WHAT IS REQUIRED >>
Please write out the records exactly.

INPUT RECORDS >>
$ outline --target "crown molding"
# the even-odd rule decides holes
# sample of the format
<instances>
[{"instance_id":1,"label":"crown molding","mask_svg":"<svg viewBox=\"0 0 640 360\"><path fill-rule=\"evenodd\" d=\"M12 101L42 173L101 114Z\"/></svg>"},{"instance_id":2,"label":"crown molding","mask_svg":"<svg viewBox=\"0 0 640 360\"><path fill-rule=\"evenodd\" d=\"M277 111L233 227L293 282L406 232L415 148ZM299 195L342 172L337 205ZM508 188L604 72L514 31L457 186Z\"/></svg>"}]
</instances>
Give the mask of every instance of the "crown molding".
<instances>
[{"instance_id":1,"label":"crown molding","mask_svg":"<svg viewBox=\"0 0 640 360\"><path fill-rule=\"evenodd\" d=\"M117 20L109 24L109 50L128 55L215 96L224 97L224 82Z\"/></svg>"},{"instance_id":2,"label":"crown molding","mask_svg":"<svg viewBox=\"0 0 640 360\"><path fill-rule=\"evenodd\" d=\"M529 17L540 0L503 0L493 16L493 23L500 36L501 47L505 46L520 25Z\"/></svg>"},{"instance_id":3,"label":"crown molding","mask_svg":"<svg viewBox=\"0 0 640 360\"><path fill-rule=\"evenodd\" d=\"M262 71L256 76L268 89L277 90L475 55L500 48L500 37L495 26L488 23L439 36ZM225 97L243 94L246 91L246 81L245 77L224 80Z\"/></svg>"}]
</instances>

FINISHED EXERCISE >>
$ outline --target "crown molding"
# the even-odd rule decides holes
# sample of the format
<instances>
[{"instance_id":1,"label":"crown molding","mask_svg":"<svg viewBox=\"0 0 640 360\"><path fill-rule=\"evenodd\" d=\"M12 101L42 173L101 114Z\"/></svg>"},{"instance_id":2,"label":"crown molding","mask_svg":"<svg viewBox=\"0 0 640 360\"><path fill-rule=\"evenodd\" d=\"M277 111L233 227L293 282L406 232L415 148ZM299 195L342 172L337 205ZM508 188L604 72L514 31L457 186Z\"/></svg>"}]
</instances>
Give the mask of every instance of the "crown molding".
<instances>
[{"instance_id":1,"label":"crown molding","mask_svg":"<svg viewBox=\"0 0 640 360\"><path fill-rule=\"evenodd\" d=\"M117 20L109 24L109 50L128 55L215 96L224 97L224 82Z\"/></svg>"},{"instance_id":2,"label":"crown molding","mask_svg":"<svg viewBox=\"0 0 640 360\"><path fill-rule=\"evenodd\" d=\"M529 17L540 0L503 0L493 16L493 23L500 36L501 47L505 46L520 25Z\"/></svg>"},{"instance_id":3,"label":"crown molding","mask_svg":"<svg viewBox=\"0 0 640 360\"><path fill-rule=\"evenodd\" d=\"M262 71L256 76L268 89L277 90L475 55L500 48L500 37L495 26L488 23L439 36ZM225 97L243 94L246 91L246 81L245 77L224 80Z\"/></svg>"}]
</instances>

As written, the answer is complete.